## EXERCISE PROMPT
Report back each line of the records that contains the string "branch".

START EXCERPTED RECORDS

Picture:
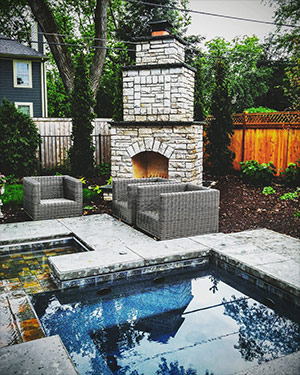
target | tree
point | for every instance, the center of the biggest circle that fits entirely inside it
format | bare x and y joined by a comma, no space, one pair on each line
45,16
19,140
292,89
286,13
248,76
220,130
82,151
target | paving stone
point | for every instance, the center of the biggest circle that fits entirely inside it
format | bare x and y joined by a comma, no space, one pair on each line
171,250
46,356
288,365
31,230
93,263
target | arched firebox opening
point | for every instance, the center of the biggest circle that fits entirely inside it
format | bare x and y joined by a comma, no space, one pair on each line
150,164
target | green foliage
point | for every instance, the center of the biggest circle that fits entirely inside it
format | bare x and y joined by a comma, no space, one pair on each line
257,174
13,196
260,110
11,179
82,150
199,105
19,140
58,100
91,195
292,87
219,132
248,78
102,169
267,190
291,175
292,196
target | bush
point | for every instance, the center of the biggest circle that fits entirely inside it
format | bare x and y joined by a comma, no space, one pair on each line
13,196
257,174
102,169
82,149
91,196
291,175
19,140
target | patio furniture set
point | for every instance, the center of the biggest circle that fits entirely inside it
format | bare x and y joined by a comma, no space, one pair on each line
160,207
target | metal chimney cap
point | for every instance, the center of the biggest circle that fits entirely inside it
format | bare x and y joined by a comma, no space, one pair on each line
162,25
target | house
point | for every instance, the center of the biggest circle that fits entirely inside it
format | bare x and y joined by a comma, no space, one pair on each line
23,76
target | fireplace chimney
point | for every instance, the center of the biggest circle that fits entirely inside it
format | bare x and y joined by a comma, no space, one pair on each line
159,28
158,136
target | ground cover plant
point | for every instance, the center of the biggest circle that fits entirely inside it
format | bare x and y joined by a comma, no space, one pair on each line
243,205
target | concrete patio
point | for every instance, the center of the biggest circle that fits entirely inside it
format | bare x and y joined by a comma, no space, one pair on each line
117,248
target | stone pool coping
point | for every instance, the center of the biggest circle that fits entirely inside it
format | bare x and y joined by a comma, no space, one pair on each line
272,257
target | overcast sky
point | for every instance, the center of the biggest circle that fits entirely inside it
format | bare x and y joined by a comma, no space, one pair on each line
212,27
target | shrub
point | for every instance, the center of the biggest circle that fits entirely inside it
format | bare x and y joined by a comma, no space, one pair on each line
257,174
260,110
91,195
102,169
291,196
220,130
19,140
291,175
267,190
82,149
13,196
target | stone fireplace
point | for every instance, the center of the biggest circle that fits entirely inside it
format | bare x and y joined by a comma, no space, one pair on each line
158,136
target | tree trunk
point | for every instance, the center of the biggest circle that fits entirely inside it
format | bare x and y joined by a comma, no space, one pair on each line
100,42
60,51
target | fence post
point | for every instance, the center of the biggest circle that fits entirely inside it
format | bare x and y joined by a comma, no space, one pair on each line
243,136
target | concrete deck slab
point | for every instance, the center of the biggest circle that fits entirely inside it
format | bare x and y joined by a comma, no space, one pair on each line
170,251
288,365
104,231
31,231
44,356
93,263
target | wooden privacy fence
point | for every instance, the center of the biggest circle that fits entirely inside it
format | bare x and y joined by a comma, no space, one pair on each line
53,151
266,137
56,141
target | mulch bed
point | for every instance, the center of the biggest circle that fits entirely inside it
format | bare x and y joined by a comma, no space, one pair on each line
242,207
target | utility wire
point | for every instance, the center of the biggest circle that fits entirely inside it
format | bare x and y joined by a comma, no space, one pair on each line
201,54
208,14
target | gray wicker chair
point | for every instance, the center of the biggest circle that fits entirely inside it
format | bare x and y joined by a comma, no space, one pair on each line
50,197
124,196
177,210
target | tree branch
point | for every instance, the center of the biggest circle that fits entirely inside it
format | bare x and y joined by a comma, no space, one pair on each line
100,42
60,51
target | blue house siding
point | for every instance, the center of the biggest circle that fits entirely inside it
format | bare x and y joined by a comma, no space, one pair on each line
8,91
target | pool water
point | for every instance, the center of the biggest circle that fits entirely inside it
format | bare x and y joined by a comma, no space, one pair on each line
188,324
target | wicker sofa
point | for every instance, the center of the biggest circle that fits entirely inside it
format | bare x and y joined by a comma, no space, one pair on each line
50,197
124,192
177,210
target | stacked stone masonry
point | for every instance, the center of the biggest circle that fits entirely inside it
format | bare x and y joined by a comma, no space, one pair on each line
182,145
158,94
160,87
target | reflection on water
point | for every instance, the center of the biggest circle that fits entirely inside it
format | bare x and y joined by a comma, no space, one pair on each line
182,327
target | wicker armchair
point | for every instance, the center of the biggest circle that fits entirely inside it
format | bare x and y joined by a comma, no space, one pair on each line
50,197
124,196
177,210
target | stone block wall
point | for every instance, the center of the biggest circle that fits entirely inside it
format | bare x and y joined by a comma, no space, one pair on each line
158,93
181,144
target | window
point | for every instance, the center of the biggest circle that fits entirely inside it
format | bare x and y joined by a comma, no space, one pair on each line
22,74
26,108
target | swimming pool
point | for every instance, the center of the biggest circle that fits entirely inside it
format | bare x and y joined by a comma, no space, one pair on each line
201,322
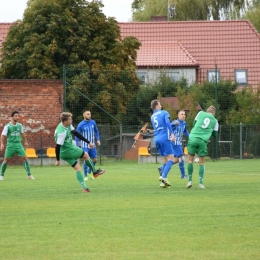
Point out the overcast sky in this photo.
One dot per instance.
(12, 10)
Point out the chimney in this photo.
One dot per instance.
(159, 18)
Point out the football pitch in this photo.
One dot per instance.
(127, 216)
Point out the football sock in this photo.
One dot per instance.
(91, 165)
(89, 170)
(182, 169)
(190, 171)
(80, 179)
(3, 168)
(86, 169)
(26, 166)
(201, 174)
(167, 167)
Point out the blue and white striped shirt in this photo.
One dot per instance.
(179, 130)
(89, 130)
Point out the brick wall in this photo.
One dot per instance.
(39, 103)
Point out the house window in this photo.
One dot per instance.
(141, 76)
(212, 75)
(173, 75)
(241, 77)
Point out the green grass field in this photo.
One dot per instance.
(127, 216)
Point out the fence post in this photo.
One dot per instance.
(121, 142)
(41, 152)
(240, 141)
(64, 87)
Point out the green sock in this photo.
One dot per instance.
(91, 165)
(81, 180)
(3, 168)
(26, 166)
(201, 173)
(190, 171)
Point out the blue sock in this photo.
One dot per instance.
(167, 167)
(86, 169)
(182, 169)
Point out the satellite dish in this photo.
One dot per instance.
(171, 10)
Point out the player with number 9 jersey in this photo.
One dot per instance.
(204, 124)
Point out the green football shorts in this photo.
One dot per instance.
(71, 155)
(14, 148)
(197, 145)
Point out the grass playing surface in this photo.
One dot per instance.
(127, 216)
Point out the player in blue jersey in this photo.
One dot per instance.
(88, 128)
(163, 136)
(179, 128)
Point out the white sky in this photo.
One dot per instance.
(12, 10)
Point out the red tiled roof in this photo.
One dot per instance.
(166, 54)
(230, 44)
(175, 103)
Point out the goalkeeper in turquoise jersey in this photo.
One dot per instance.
(205, 125)
(70, 153)
(88, 128)
(14, 135)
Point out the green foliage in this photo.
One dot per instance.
(190, 10)
(57, 32)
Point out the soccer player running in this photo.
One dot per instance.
(179, 128)
(70, 153)
(88, 128)
(163, 136)
(205, 125)
(15, 137)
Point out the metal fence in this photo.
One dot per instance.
(120, 117)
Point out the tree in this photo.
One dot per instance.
(57, 32)
(78, 34)
(190, 9)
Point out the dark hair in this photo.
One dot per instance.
(14, 112)
(154, 103)
(64, 116)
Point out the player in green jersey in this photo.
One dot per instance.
(205, 125)
(14, 135)
(69, 152)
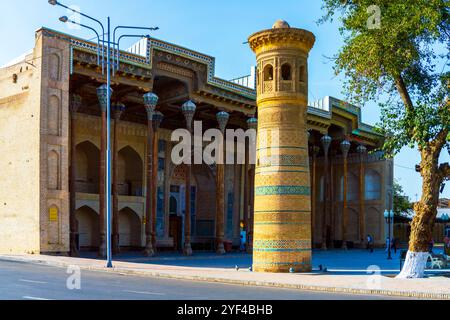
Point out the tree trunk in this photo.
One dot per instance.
(425, 215)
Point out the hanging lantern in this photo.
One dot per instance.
(75, 102)
(361, 149)
(189, 109)
(158, 117)
(345, 147)
(222, 119)
(252, 123)
(150, 102)
(326, 142)
(102, 94)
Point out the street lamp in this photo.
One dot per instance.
(104, 93)
(388, 216)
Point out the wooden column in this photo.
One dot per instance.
(249, 184)
(252, 208)
(315, 151)
(157, 119)
(75, 103)
(102, 186)
(149, 251)
(345, 147)
(118, 109)
(222, 119)
(150, 102)
(326, 142)
(362, 217)
(188, 109)
(246, 193)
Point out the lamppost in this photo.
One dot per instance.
(345, 148)
(188, 109)
(104, 94)
(150, 102)
(326, 143)
(222, 119)
(389, 216)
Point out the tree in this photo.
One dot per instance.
(391, 55)
(402, 205)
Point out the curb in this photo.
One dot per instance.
(153, 274)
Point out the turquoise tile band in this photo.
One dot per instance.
(283, 190)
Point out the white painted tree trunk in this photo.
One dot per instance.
(414, 266)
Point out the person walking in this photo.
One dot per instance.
(394, 245)
(370, 243)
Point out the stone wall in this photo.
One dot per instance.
(20, 119)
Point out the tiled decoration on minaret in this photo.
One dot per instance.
(282, 226)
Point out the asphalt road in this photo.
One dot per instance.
(22, 281)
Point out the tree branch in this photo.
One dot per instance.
(404, 94)
(444, 171)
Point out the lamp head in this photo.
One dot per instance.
(102, 94)
(345, 147)
(189, 109)
(158, 117)
(252, 123)
(150, 102)
(222, 119)
(326, 142)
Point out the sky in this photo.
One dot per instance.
(216, 28)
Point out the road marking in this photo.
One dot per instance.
(34, 298)
(32, 281)
(145, 292)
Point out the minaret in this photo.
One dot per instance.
(282, 223)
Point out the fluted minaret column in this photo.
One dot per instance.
(249, 184)
(102, 96)
(345, 148)
(189, 111)
(222, 119)
(118, 109)
(362, 150)
(157, 119)
(75, 103)
(315, 150)
(282, 234)
(150, 102)
(326, 142)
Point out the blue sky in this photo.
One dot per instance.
(217, 28)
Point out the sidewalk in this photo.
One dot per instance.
(347, 272)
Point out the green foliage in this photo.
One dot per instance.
(398, 64)
(402, 205)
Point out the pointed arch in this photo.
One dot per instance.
(131, 172)
(88, 228)
(130, 231)
(286, 72)
(87, 162)
(372, 185)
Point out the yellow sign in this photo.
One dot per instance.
(53, 214)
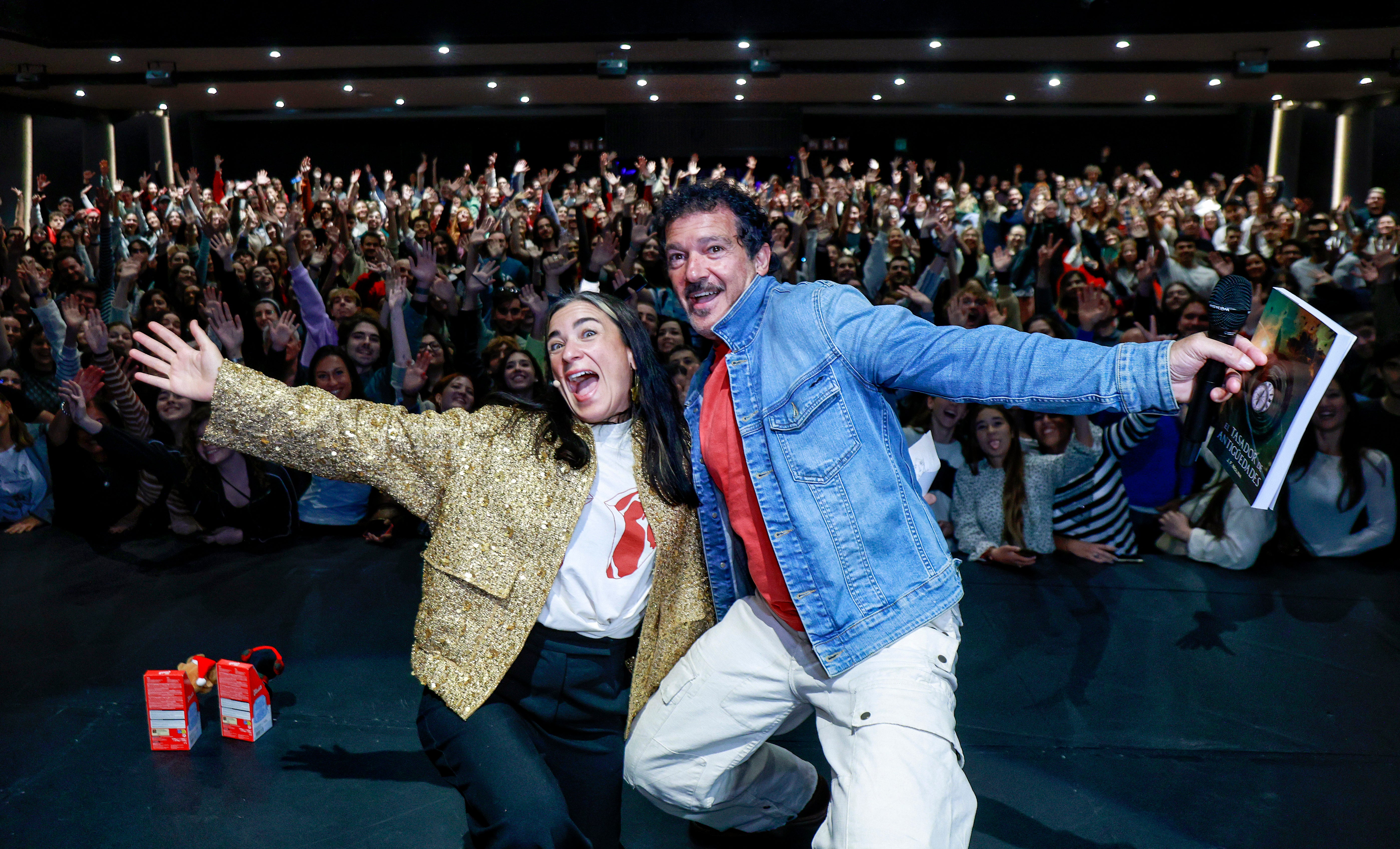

END EXCERPTED RECORDS

## SOLVED PROBLEM
target | tree branch
Point out the tree branch in this photo.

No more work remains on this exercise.